## WHAT YOU HAVE TO DO
Format every line from the one containing "Could you point to the denim" through the last line of the rows as a Markdown table with the columns No. and Text, numbering each line and skipping blank ones.

## SUPPLIED MATERIAL
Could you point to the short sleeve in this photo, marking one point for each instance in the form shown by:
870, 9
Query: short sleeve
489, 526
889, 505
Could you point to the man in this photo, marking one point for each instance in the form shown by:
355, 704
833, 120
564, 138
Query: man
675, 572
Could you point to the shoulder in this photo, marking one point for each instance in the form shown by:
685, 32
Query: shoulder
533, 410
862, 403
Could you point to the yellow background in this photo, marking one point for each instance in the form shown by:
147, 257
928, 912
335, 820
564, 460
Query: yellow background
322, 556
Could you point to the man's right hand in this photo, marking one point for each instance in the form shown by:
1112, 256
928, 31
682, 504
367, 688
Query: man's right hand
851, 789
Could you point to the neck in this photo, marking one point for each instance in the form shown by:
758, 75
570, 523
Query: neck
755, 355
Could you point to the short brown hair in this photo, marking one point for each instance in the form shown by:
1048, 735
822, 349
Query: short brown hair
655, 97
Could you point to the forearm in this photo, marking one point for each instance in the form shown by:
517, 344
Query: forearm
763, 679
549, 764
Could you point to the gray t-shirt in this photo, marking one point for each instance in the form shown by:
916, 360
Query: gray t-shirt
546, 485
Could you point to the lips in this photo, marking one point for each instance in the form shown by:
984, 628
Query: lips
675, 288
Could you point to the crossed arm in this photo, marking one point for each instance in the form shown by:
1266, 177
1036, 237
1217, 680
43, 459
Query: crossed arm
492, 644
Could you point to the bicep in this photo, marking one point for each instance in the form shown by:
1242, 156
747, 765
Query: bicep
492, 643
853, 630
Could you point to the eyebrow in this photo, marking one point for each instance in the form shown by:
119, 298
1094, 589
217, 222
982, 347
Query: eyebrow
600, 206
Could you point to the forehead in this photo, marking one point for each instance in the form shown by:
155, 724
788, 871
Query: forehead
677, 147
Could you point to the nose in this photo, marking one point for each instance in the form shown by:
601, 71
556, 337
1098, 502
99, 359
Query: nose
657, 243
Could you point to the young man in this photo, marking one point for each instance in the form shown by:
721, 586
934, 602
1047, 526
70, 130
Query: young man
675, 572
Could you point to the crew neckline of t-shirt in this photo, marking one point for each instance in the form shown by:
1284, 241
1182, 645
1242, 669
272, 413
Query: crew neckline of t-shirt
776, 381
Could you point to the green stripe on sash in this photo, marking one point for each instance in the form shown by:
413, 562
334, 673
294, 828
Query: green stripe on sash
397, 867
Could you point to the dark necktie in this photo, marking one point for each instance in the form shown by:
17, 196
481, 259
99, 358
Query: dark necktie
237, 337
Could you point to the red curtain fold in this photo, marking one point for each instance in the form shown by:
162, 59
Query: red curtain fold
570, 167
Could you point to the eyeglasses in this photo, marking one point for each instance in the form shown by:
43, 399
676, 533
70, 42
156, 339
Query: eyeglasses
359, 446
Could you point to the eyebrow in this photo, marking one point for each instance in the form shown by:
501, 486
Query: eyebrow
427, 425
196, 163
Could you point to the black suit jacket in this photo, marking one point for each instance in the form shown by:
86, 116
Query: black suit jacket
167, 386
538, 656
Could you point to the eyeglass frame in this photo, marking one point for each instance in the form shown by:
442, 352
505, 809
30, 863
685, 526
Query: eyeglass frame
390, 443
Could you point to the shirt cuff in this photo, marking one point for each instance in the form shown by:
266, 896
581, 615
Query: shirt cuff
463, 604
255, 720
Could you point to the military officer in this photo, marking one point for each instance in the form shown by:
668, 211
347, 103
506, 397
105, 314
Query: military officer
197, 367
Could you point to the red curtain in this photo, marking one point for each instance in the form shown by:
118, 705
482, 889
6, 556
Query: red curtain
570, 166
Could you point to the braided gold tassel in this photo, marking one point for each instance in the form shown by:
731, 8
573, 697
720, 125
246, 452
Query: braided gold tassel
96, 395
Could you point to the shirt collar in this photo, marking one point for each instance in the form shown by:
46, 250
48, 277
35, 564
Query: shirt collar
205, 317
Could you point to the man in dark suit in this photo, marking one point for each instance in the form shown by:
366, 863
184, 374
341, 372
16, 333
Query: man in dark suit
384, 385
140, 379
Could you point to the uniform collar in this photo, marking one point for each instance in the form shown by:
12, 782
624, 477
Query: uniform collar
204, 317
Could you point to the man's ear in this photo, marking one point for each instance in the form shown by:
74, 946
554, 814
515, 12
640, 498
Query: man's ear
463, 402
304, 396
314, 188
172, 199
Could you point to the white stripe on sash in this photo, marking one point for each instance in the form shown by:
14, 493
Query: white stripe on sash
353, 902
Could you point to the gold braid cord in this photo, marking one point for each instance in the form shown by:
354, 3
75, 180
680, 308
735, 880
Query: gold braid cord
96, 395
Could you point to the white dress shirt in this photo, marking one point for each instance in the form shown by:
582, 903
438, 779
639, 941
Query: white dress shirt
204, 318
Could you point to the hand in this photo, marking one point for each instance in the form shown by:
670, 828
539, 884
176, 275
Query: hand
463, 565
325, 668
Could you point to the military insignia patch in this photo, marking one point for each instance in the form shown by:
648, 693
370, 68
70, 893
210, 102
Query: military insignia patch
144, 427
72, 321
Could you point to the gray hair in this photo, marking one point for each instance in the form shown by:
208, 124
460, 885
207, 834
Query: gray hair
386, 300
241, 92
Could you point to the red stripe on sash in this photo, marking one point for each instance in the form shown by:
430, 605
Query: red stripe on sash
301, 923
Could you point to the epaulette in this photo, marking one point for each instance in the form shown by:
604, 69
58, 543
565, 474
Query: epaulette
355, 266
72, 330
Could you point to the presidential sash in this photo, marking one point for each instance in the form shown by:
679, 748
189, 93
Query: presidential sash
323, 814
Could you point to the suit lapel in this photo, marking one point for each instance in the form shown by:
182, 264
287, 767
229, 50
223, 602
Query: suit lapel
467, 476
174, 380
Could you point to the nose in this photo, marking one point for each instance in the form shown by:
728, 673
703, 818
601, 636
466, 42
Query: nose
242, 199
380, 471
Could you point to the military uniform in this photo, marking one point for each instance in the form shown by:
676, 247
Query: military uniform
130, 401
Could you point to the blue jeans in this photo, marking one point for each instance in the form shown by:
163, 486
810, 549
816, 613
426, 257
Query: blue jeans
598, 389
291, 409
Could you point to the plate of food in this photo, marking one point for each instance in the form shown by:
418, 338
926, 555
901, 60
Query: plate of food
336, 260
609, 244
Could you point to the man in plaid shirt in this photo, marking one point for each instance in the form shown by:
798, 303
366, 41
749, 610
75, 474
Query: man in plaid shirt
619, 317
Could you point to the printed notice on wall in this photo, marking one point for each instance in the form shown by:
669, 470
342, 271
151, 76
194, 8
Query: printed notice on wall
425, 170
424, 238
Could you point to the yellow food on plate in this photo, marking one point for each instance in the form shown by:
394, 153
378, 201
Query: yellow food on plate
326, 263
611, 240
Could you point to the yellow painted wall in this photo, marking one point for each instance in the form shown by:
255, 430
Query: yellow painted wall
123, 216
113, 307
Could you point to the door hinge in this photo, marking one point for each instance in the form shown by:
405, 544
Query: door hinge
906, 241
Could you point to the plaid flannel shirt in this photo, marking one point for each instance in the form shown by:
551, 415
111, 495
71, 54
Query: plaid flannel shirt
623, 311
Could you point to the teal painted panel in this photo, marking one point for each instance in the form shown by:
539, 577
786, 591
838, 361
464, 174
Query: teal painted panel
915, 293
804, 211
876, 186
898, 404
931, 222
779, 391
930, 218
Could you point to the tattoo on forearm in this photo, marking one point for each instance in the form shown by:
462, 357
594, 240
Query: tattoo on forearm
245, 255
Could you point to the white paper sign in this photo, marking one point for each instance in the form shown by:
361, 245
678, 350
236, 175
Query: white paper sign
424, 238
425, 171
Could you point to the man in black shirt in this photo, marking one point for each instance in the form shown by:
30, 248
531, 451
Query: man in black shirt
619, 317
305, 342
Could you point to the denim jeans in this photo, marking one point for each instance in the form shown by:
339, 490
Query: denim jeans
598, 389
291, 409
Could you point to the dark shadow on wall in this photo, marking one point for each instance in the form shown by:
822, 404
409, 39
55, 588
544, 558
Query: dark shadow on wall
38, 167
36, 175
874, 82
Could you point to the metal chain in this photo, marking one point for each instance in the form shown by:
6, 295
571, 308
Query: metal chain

## RESULT OF THIS EXERCISE
| No. | Text |
|---|---|
| 1 | Could you point to the denim jeans in this photo, marking one point for each instance in the form shown by: |
| 2 | 339, 490 |
| 3 | Query: denim jeans |
| 4 | 598, 389 |
| 5 | 291, 409 |
| 6 | Could you point to the dark shadow on wall in this photo, marking one point for each instance in the form shown by: |
| 7 | 822, 404 |
| 8 | 409, 39 |
| 9 | 55, 588 |
| 10 | 544, 558 |
| 11 | Query: dark shadow on wall |
| 12 | 38, 167 |
| 13 | 36, 175 |
| 14 | 874, 82 |
| 15 | Could you point to the metal chain in this photo, marking one point for each instance in the form shown by: |
| 16 | 6, 295 |
| 17 | 571, 308 |
| 18 | Query: metal chain |